-- Start of Exercise inputs --

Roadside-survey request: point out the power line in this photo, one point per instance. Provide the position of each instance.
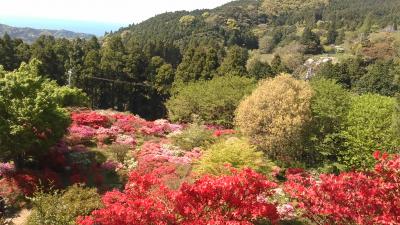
(118, 81)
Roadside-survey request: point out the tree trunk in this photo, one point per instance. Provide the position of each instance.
(19, 162)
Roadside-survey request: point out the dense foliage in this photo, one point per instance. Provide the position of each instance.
(275, 115)
(210, 200)
(30, 117)
(233, 153)
(213, 101)
(320, 124)
(352, 197)
(368, 128)
(62, 208)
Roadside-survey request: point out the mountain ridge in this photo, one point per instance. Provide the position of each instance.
(29, 35)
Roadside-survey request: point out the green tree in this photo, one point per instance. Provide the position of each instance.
(238, 153)
(235, 62)
(277, 66)
(330, 105)
(275, 117)
(259, 70)
(213, 101)
(8, 57)
(43, 49)
(368, 128)
(380, 79)
(30, 118)
(341, 37)
(198, 63)
(332, 34)
(367, 24)
(311, 41)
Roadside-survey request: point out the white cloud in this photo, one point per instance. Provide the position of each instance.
(110, 11)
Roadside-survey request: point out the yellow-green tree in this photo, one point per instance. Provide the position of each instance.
(31, 119)
(275, 115)
(238, 153)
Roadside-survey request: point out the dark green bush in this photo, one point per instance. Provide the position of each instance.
(368, 127)
(68, 97)
(239, 153)
(63, 207)
(214, 101)
(196, 135)
(330, 105)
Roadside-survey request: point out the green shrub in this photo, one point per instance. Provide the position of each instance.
(196, 135)
(214, 101)
(330, 105)
(234, 151)
(30, 118)
(68, 97)
(119, 152)
(62, 208)
(368, 128)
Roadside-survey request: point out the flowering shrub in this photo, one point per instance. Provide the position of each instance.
(210, 200)
(352, 197)
(144, 201)
(6, 169)
(232, 199)
(159, 156)
(92, 119)
(222, 132)
(238, 153)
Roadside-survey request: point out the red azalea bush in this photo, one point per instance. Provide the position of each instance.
(233, 199)
(352, 197)
(222, 132)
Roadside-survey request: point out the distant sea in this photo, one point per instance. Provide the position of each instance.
(96, 28)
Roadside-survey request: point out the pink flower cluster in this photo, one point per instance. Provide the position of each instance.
(112, 127)
(351, 197)
(6, 169)
(230, 199)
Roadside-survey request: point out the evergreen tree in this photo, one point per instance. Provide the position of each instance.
(277, 65)
(198, 63)
(341, 37)
(311, 41)
(235, 62)
(332, 34)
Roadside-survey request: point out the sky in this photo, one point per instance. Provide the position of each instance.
(64, 14)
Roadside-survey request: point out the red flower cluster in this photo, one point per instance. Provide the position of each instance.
(352, 197)
(91, 118)
(219, 132)
(232, 199)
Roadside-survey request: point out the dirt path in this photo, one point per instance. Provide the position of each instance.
(22, 216)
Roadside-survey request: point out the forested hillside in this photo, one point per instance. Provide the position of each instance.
(255, 112)
(29, 35)
(140, 65)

-- End of Exercise inputs --

◆ **Set exercise**
Can you reproduce all of the material above verbatim, from the first line to the last, leaving out the picture?

◆ **The answer**
Roadside-survey request: point out the power line in this photo, one point per instance. Provide the position of each instance.
(118, 81)
Roadside-survey request: point out the tree trunk in this photo, one point per instance. Provide the position of each instance.
(19, 162)
Roadside-survey request: point out the dense foliage in this photo, one point per instance. Provide the position of each instance.
(275, 115)
(210, 200)
(30, 117)
(233, 153)
(213, 101)
(320, 124)
(352, 197)
(368, 128)
(62, 208)
Roadside-survey request: point out the mountain ridge in this photo, one point per instance. Provide the position of each instance.
(29, 35)
Roadside-survey request: point out the green tree in this photo, one point per instance. Provide the position of each instance.
(238, 153)
(235, 62)
(277, 66)
(330, 105)
(275, 117)
(259, 70)
(213, 101)
(8, 57)
(43, 49)
(368, 128)
(380, 79)
(30, 118)
(341, 37)
(198, 63)
(332, 34)
(367, 24)
(311, 41)
Roadside-survey request: point out the white cloud in this photo, one point per instance. Provide the position of each instance.
(110, 11)
Roadside-survey request: point out the yellow-green tree in this photo, one point per instance. Provide the position of each instance.
(31, 119)
(275, 115)
(238, 153)
Roadside-survey request: point out the dark green bush in this photo, one point per instance. Provide the position of each instance.
(368, 127)
(68, 97)
(239, 153)
(63, 207)
(214, 101)
(196, 135)
(330, 105)
Roadside-survey request: point out the green shrub in this photo, one point per instance. Provide the position of each instance.
(196, 135)
(214, 101)
(330, 105)
(234, 151)
(30, 118)
(68, 97)
(119, 152)
(62, 208)
(368, 128)
Roadside-survey request: point out the flowering shrub in this photo, one point per instance. Provide the position of each instance.
(210, 200)
(352, 197)
(144, 201)
(6, 169)
(232, 199)
(159, 156)
(92, 119)
(222, 132)
(238, 153)
Roadside-survey request: point out the red azalea bush in this photo, one point per instance. Provide the position of each instance.
(233, 199)
(352, 197)
(222, 132)
Roadside-survey request: point out the distant sea in this photo, one point per instance. Provide the position of each instance.
(96, 28)
Roadside-survey request: point out the pink flower cluster in this photo, one point per instance. Provide the position of each instance.
(112, 127)
(351, 197)
(6, 169)
(230, 199)
Roadside-survey request: point out the evergreen tree in this photo, one point per instance. Provide the position of each instance.
(277, 65)
(198, 63)
(341, 37)
(311, 41)
(235, 62)
(332, 34)
Roadside-survey request: point out the sky in this photo, one point per instance. Provide the position of each instance.
(64, 14)
Roadside-survey request: point out the red flower cluster in this photo, one point per instance. Provide the position of each instance.
(352, 197)
(91, 118)
(219, 132)
(232, 199)
Roadside-survey request: point out the dirt path in this photo, one point per instance. Provide the position of each instance.
(22, 216)
Roadside-survey request: point out the forested hillside in this photo, one point per instance. Provide the position of each instance.
(255, 112)
(29, 35)
(140, 65)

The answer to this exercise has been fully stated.